◆ Exercise goal:
Convert everything from the line containing "If you could annotate the stone lighthouse" down to the end of the rows below into a numbered list, leaving out any blank lines.

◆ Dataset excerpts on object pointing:
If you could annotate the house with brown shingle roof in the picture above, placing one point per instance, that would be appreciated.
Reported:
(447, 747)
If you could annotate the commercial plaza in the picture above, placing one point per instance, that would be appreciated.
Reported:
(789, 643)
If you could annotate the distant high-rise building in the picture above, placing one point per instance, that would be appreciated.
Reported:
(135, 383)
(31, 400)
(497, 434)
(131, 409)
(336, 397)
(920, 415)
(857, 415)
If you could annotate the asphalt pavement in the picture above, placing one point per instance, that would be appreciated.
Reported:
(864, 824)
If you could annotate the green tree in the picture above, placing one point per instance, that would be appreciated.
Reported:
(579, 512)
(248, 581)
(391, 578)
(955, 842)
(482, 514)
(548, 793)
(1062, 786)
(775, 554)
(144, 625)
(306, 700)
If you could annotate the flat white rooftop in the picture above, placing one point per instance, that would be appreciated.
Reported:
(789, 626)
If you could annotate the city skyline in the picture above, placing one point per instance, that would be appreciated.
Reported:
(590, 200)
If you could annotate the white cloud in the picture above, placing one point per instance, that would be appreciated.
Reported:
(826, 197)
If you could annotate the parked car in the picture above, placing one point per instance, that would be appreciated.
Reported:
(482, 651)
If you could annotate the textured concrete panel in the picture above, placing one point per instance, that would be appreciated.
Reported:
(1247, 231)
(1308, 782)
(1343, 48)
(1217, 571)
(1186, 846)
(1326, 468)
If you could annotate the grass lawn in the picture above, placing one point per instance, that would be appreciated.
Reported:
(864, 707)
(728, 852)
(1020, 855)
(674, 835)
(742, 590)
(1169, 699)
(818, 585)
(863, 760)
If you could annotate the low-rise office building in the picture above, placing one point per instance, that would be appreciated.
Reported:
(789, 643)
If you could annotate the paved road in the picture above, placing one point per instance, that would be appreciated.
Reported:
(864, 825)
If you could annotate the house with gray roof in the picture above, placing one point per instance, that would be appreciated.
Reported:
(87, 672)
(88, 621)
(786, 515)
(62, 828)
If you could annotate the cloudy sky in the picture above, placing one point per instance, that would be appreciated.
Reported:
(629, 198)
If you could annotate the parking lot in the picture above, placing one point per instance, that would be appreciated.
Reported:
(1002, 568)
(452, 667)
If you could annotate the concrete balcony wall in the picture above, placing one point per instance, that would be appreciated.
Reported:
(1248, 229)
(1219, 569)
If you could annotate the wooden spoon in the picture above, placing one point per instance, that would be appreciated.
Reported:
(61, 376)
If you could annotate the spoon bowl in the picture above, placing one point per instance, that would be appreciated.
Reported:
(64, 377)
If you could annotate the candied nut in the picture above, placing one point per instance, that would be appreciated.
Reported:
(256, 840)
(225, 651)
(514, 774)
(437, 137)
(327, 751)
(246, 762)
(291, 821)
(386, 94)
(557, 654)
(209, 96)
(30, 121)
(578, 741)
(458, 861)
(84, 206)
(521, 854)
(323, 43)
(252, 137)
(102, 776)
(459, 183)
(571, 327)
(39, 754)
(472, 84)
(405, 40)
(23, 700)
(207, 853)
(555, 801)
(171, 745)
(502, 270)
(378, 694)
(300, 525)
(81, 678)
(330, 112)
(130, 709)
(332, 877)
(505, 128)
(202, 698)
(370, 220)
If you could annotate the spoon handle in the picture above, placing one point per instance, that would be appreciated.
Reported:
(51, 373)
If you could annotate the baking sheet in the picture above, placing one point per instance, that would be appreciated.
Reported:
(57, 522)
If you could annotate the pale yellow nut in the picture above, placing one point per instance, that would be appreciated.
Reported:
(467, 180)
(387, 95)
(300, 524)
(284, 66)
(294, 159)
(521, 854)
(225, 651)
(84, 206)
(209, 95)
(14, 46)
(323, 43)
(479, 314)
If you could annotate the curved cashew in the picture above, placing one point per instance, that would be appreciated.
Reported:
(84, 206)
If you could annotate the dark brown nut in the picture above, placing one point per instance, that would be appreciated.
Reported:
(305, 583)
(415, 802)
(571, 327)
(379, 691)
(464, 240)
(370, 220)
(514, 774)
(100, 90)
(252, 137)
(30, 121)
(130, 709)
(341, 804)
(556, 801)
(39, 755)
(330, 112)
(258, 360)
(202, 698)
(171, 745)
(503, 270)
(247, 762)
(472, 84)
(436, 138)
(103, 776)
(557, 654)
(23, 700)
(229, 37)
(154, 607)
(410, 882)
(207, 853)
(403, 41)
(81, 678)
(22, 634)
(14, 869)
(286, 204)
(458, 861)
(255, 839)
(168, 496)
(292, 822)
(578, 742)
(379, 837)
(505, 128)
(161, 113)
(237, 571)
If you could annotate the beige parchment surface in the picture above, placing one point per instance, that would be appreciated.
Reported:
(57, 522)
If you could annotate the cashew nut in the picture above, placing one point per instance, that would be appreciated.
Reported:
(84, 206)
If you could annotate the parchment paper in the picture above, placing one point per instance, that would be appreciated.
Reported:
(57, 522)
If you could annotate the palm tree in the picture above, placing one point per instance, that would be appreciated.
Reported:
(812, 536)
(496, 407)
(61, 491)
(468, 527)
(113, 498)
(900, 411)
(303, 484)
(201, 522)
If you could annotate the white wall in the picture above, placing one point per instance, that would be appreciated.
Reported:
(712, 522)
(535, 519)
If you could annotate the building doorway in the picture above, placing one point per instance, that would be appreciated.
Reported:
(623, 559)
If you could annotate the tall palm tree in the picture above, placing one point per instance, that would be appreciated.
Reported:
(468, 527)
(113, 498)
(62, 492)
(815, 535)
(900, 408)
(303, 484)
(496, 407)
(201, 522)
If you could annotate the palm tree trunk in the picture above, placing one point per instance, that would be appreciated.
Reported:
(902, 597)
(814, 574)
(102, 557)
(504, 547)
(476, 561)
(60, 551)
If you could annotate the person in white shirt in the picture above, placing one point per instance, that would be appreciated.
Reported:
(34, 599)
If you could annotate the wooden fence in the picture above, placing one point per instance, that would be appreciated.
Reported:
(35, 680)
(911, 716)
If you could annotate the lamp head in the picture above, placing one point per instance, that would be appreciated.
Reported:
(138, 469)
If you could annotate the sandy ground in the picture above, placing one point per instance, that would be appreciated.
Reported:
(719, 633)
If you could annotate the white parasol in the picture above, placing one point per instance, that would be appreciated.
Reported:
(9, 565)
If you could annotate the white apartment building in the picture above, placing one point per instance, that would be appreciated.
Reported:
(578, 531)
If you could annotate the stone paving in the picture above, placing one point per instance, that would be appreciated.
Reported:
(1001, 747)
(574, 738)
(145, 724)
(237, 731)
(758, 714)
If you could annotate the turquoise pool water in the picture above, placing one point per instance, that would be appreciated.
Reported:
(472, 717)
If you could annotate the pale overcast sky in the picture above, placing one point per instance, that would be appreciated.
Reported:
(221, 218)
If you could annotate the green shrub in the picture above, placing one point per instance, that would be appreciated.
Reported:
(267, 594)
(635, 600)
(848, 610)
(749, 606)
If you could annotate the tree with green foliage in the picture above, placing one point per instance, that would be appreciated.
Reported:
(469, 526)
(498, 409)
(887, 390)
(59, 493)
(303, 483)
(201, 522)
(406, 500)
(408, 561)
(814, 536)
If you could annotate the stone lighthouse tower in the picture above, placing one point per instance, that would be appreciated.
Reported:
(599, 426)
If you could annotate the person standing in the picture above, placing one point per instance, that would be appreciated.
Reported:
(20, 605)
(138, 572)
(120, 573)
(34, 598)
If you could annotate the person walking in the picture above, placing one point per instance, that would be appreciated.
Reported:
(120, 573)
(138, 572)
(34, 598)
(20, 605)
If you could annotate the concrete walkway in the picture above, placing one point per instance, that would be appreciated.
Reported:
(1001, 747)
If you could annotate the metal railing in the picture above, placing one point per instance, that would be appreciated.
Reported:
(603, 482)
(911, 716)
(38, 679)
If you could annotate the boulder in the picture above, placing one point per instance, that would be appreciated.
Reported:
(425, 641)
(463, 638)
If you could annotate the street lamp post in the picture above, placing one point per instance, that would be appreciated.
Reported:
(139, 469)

◆ Task solution:
1. If you could annotate the stone lighthouse tower in the picture above, placing one point per instance, that would be appreciated.
2. Reported:
3. (599, 426)
4. If you could annotate the person standing in the picture above, placing one point per instance, that would be appreciated.
5. Reported:
6. (20, 605)
7. (138, 572)
8. (120, 573)
9. (34, 598)
10. If you could annotate the person walking in the picture above, placing one point per instance, that would be appreciated.
11. Reported:
12. (120, 573)
13. (138, 572)
14. (34, 598)
15. (20, 605)
16. If you could annotate the concrete walkway in the picture above, placing one point per instance, that would be appreciated.
17. Reported:
18. (1001, 747)
19. If you could annotate the metal railing in the picture above, placing one point per instance, that would be appreciated.
20. Reported:
21. (603, 482)
22. (911, 716)
23. (38, 679)
24. If you could annotate the boulder in the picture above, placing one point per instance, that would be appreciated.
25. Reported:
26. (425, 641)
27. (463, 638)
28. If you could annotate the street lamp post in the picture above, placing one point per instance, that would be appreciated.
29. Reported:
30. (139, 469)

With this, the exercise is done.